Description of the task:
Images are not part of the copy; write out the rest of the data exactly as given.

Excerpted records:
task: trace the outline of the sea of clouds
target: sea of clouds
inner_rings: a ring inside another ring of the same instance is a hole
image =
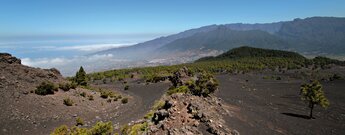
[[[115,58],[112,54],[94,54],[111,48],[135,43],[100,43],[83,45],[46,45],[28,43],[1,43],[0,52],[8,52],[22,60],[23,65],[38,68],[57,68],[64,76],[71,76],[83,66],[87,71],[101,71],[114,68],[112,65],[127,60]],[[116,68],[116,67],[115,67]]]

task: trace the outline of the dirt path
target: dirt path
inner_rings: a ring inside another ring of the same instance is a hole
[[[126,105],[120,106],[116,116],[112,119],[114,124],[119,126],[136,121],[151,109],[151,106],[158,100],[168,89],[169,83],[161,82],[154,84],[137,84],[129,83],[129,90],[123,90],[122,84],[103,84],[99,85],[101,88],[118,91],[130,95],[129,102]],[[119,127],[117,127],[119,128]]]
[[[226,118],[242,135],[345,134],[345,80],[323,83],[330,107],[317,106],[316,119],[305,119],[306,104],[299,98],[302,80],[266,80],[262,74],[219,75],[217,96],[232,105]]]

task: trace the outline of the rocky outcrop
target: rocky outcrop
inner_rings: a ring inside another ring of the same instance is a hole
[[[172,76],[169,76],[169,81],[172,83],[173,87],[181,86],[191,77],[187,67],[183,67],[180,70],[173,73]]]
[[[149,134],[238,134],[231,130],[223,120],[229,111],[216,97],[200,97],[191,94],[174,94],[163,98],[170,103],[154,113],[149,124]],[[206,128],[205,128],[206,127]]]
[[[0,62],[8,63],[8,64],[21,64],[21,60],[13,57],[9,53],[0,53]]]

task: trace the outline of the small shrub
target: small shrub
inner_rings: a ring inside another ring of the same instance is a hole
[[[52,82],[45,81],[36,87],[35,93],[37,95],[48,95],[54,94],[54,91],[58,91],[58,87]]]
[[[84,120],[80,117],[78,117],[76,120],[76,126],[83,126],[84,125]]]
[[[125,88],[124,88],[125,90],[128,90],[129,89],[129,86],[128,85],[125,85]]]
[[[111,103],[111,99],[108,99],[107,102],[108,102],[108,103]]]
[[[82,96],[82,97],[86,97],[86,93],[85,92],[82,92],[79,95]]]
[[[101,90],[101,97],[107,99],[108,97],[114,98],[117,94],[109,90]]]
[[[168,95],[172,95],[174,93],[187,93],[189,91],[189,88],[185,85],[183,86],[180,86],[180,87],[177,87],[177,88],[170,88],[168,91],[167,91],[167,94]]]
[[[68,127],[66,125],[61,125],[58,128],[55,128],[54,132],[51,133],[50,135],[68,135]]]
[[[122,104],[128,103],[128,98],[123,98],[123,99],[121,99],[121,103],[122,103]]]
[[[113,126],[111,122],[97,122],[92,128],[79,128],[73,126],[68,128],[62,125],[56,128],[51,135],[110,135],[113,133]]]
[[[330,81],[342,80],[342,79],[343,78],[339,74],[333,74],[333,76],[329,78]]]
[[[107,99],[109,97],[109,92],[105,91],[105,90],[102,90],[101,91],[101,97],[104,98],[104,99]]]
[[[121,95],[117,95],[116,97],[114,97],[114,101],[117,101],[117,100],[119,100],[119,99],[121,99],[121,98],[122,98]]]
[[[72,106],[73,100],[70,98],[65,98],[65,99],[63,99],[63,104],[65,104],[66,106]]]
[[[70,83],[70,88],[71,88],[71,89],[76,89],[77,86],[78,86],[78,84],[75,83],[75,82],[71,82],[71,83]]]
[[[144,122],[144,123],[134,124],[131,128],[129,128],[127,133],[129,135],[136,135],[136,134],[142,134],[143,132],[147,130],[148,130],[148,123]]]
[[[154,111],[148,112],[147,114],[145,114],[144,119],[151,120],[154,113],[155,113]]]
[[[89,95],[88,97],[89,97],[89,100],[91,100],[91,101],[94,100],[93,95]]]
[[[153,105],[153,110],[159,110],[162,109],[165,106],[165,101],[163,100],[159,100],[157,102],[155,102],[155,104]]]
[[[70,83],[60,83],[59,88],[63,91],[69,91],[71,89]]]
[[[113,126],[111,122],[97,122],[97,124],[90,129],[91,135],[110,135],[112,133]]]

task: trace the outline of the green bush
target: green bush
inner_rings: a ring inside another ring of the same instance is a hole
[[[72,106],[73,100],[70,98],[65,98],[65,99],[63,99],[63,104],[65,104],[66,106]]]
[[[208,96],[218,89],[218,82],[209,73],[202,72],[198,75],[195,83],[189,84],[190,91],[193,95]]]
[[[115,98],[117,96],[118,96],[118,94],[116,94],[110,90],[101,90],[101,97],[104,99],[107,99],[108,97]]]
[[[177,87],[177,88],[174,88],[174,87],[171,87],[168,91],[167,91],[167,94],[168,95],[172,95],[174,93],[187,93],[189,91],[189,88],[188,86],[180,86],[180,87]]]
[[[91,135],[110,135],[113,133],[113,125],[111,122],[97,122],[89,132]]]
[[[60,127],[55,128],[50,135],[69,135],[68,127],[66,125],[61,125]]]
[[[101,91],[101,97],[104,98],[104,99],[107,99],[110,95],[110,92],[109,91],[106,91],[106,90],[102,90]]]
[[[91,100],[91,101],[94,100],[94,99],[93,99],[93,95],[89,95],[88,98],[89,98],[89,100]]]
[[[107,100],[108,103],[111,103],[111,101],[112,101],[111,99],[108,99],[108,100]]]
[[[121,99],[121,103],[122,103],[122,104],[128,103],[128,98],[123,98],[123,99]]]
[[[121,99],[121,98],[122,98],[121,95],[117,95],[117,96],[114,97],[114,101],[117,101],[117,100],[119,100],[119,99]]]
[[[58,87],[52,82],[44,81],[36,87],[35,93],[37,95],[48,95],[54,94],[54,91],[58,91]]]
[[[147,114],[145,114],[144,119],[151,120],[154,113],[154,111],[149,111]]]
[[[86,93],[85,92],[82,92],[79,95],[82,96],[82,97],[86,97]]]
[[[92,128],[79,128],[73,126],[68,128],[62,125],[56,128],[51,135],[111,135],[113,133],[113,126],[111,122],[97,122]]]
[[[84,120],[80,117],[78,117],[76,120],[76,126],[83,126],[84,125]]]
[[[125,85],[124,90],[128,90],[128,89],[129,89],[129,86],[128,86],[128,85]]]
[[[59,88],[63,91],[69,91],[71,89],[70,83],[59,83]]]
[[[121,133],[124,135],[138,135],[138,134],[146,134],[148,130],[148,123],[137,123],[132,126],[124,126],[121,129]]]

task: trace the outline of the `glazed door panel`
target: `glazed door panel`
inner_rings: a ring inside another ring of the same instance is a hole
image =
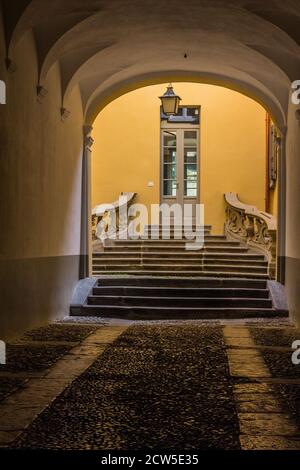
[[[195,217],[199,198],[199,130],[162,129],[161,202],[190,204]]]

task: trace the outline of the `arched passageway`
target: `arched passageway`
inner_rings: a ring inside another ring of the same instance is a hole
[[[299,321],[300,136],[290,100],[300,74],[299,17],[295,2],[278,0],[264,7],[255,0],[175,1],[171,9],[164,1],[2,2],[0,72],[8,101],[0,118],[0,241],[3,307],[11,312],[1,320],[5,335],[68,309],[87,256],[82,153],[97,113],[124,92],[170,78],[243,92],[278,125],[279,258]]]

Solution below:
task: trace the outline of the sea of clouds
target: sea of clouds
inner_rings: a ring inside another ring of the same instance is a hole
image =
[[[115,58],[112,54],[94,54],[111,48],[135,43],[100,43],[83,45],[46,45],[28,43],[1,43],[0,52],[8,52],[22,60],[23,65],[38,68],[57,68],[64,76],[71,76],[83,66],[87,71],[101,71],[114,68],[112,65],[127,60]],[[116,68],[116,67],[115,67]]]

task: trace the outline of the dirt path
target: dirt path
inner_rings: a ring inside another ring of the same instance is a hole
[[[126,105],[120,106],[116,116],[112,119],[114,124],[119,126],[136,121],[151,109],[151,106],[158,100],[168,89],[169,83],[161,82],[154,84],[137,84],[129,83],[129,90],[123,90],[122,84],[103,84],[99,85],[101,88],[118,91],[130,95],[129,102]],[[119,127],[117,127],[119,128]]]
[[[226,118],[242,135],[345,134],[345,80],[323,83],[330,107],[317,106],[316,119],[305,119],[306,104],[299,98],[302,80],[266,80],[262,74],[219,75],[217,96],[232,105]]]

task: trace the outline of the rocky outcrop
target: rocky outcrop
inner_rings: a ring inside another ring of the same instance is a hole
[[[172,76],[169,76],[169,81],[172,83],[173,87],[181,86],[191,77],[187,67],[183,67],[180,70],[173,73]]]
[[[149,134],[238,134],[231,130],[223,120],[229,111],[216,97],[200,97],[191,94],[174,94],[163,98],[170,103],[154,113],[149,124]],[[206,128],[205,128],[206,127]]]
[[[0,62],[8,63],[8,64],[21,64],[21,60],[13,57],[9,53],[0,53]]]

task: trace the outline of the small shrub
target: small shrub
inner_rings: a ring inside another ring of the same instance is a hole
[[[52,82],[45,81],[36,87],[35,93],[37,95],[48,95],[54,94],[54,91],[58,91],[58,87]]]
[[[84,120],[80,117],[78,117],[76,120],[76,126],[83,126],[84,125]]]
[[[125,88],[124,88],[125,90],[128,90],[129,89],[129,86],[128,85],[125,85]]]
[[[111,103],[111,99],[108,99],[107,102],[108,102],[108,103]]]
[[[82,96],[82,97],[86,97],[86,93],[85,92],[82,92],[79,95]]]
[[[101,90],[101,97],[107,99],[108,97],[114,98],[117,94],[109,90]]]
[[[168,95],[172,95],[174,93],[187,93],[189,91],[189,88],[185,85],[183,86],[180,86],[180,87],[177,87],[177,88],[170,88],[168,91],[167,91],[167,94]]]
[[[68,127],[66,125],[61,125],[58,128],[55,128],[54,132],[51,133],[50,135],[68,135]]]
[[[122,104],[128,103],[128,98],[123,98],[123,99],[121,99],[121,103],[122,103]]]
[[[113,126],[111,122],[97,122],[92,128],[79,128],[73,126],[68,128],[62,125],[56,128],[51,135],[110,135],[113,133]]]
[[[330,81],[342,80],[342,79],[343,78],[339,74],[333,74],[333,76],[329,78]]]
[[[107,99],[109,97],[109,92],[105,91],[105,90],[102,90],[101,91],[101,97],[104,98],[104,99]]]
[[[121,95],[117,95],[116,97],[114,97],[114,101],[117,101],[117,100],[119,100],[119,99],[121,99],[121,98],[122,98]]]
[[[72,106],[73,100],[70,98],[65,98],[65,99],[63,99],[63,104],[65,104],[66,106]]]
[[[70,83],[70,88],[71,88],[71,89],[76,89],[77,86],[78,86],[78,84],[75,83],[75,82],[71,82],[71,83]]]
[[[144,122],[144,123],[134,124],[131,128],[129,128],[127,133],[129,135],[136,135],[136,134],[142,134],[143,132],[147,130],[148,130],[148,123]]]
[[[154,111],[148,112],[147,114],[145,114],[144,119],[151,120],[154,113],[155,113]]]
[[[89,95],[88,97],[89,97],[89,100],[91,100],[91,101],[94,100],[93,95]]]
[[[153,105],[153,110],[159,110],[162,109],[165,106],[165,101],[163,100],[159,100],[157,102],[155,102],[155,104]]]
[[[70,83],[60,83],[59,88],[63,91],[69,91],[71,89]]]
[[[113,126],[111,122],[97,122],[97,124],[90,129],[91,135],[110,135],[112,133]]]

task: trace the outline of the green bush
target: green bush
inner_rings: a ring inside another ring of the same instance is a hole
[[[72,106],[73,100],[70,98],[65,98],[65,99],[63,99],[63,104],[65,104],[66,106]]]
[[[208,96],[218,89],[218,82],[209,73],[202,72],[198,75],[195,83],[189,84],[190,91],[193,95]]]
[[[115,98],[117,96],[118,96],[118,94],[116,94],[110,90],[101,90],[101,97],[104,99],[107,99],[108,97]]]
[[[177,87],[177,88],[174,88],[174,87],[171,87],[168,91],[167,91],[167,94],[168,95],[172,95],[174,93],[187,93],[189,91],[189,88],[188,86],[180,86],[180,87]]]
[[[91,135],[110,135],[113,133],[113,125],[111,122],[97,122],[89,132]]]
[[[60,127],[55,128],[50,135],[69,135],[68,127],[66,125],[61,125]]]
[[[101,91],[101,97],[104,98],[104,99],[107,99],[110,95],[110,92],[109,91],[106,91],[106,90],[102,90]]]
[[[91,100],[91,101],[94,100],[94,99],[93,99],[93,95],[89,95],[88,98],[89,98],[89,100]]]
[[[107,100],[108,103],[111,103],[111,101],[112,101],[111,99],[108,99],[108,100]]]
[[[121,99],[121,103],[122,103],[122,104],[128,103],[128,98],[123,98],[123,99]]]
[[[121,99],[121,98],[122,98],[121,95],[117,95],[117,96],[114,97],[114,101],[117,101],[117,100],[119,100],[119,99]]]
[[[58,87],[52,82],[44,81],[36,87],[35,93],[37,95],[48,95],[54,94],[54,91],[58,91]]]
[[[147,114],[145,114],[144,119],[151,120],[154,113],[154,111],[149,111]]]
[[[86,93],[85,92],[82,92],[79,95],[82,96],[82,97],[86,97]]]
[[[92,128],[79,128],[73,126],[68,128],[62,125],[56,128],[51,135],[111,135],[113,133],[113,126],[111,122],[97,122]]]
[[[84,120],[80,117],[78,117],[76,120],[76,126],[83,126],[84,125]]]
[[[125,85],[124,90],[128,90],[128,89],[129,89],[129,86],[128,86],[128,85]]]
[[[59,88],[63,91],[69,91],[71,89],[70,83],[59,83]]]
[[[121,133],[124,135],[138,135],[138,134],[146,134],[148,130],[148,123],[137,123],[132,126],[124,126],[121,129]]]

task: trace the outline of the `glazed door panel`
target: `glazed door panel`
inner_rings: a ring inside another ring of the same instance is a hole
image =
[[[195,217],[199,198],[199,130],[162,129],[161,202],[190,204]]]

task: trace the outline of the `arched passageway`
target: `arched passageway`
inner_rings: a ring inside another ring of the same instance is a hole
[[[299,321],[300,136],[290,100],[300,74],[299,17],[295,2],[278,0],[264,7],[255,0],[175,1],[171,9],[164,1],[2,2],[0,72],[8,101],[0,118],[0,241],[3,307],[11,312],[1,320],[5,335],[68,309],[87,256],[82,153],[97,113],[124,92],[170,78],[243,92],[278,125],[279,258]]]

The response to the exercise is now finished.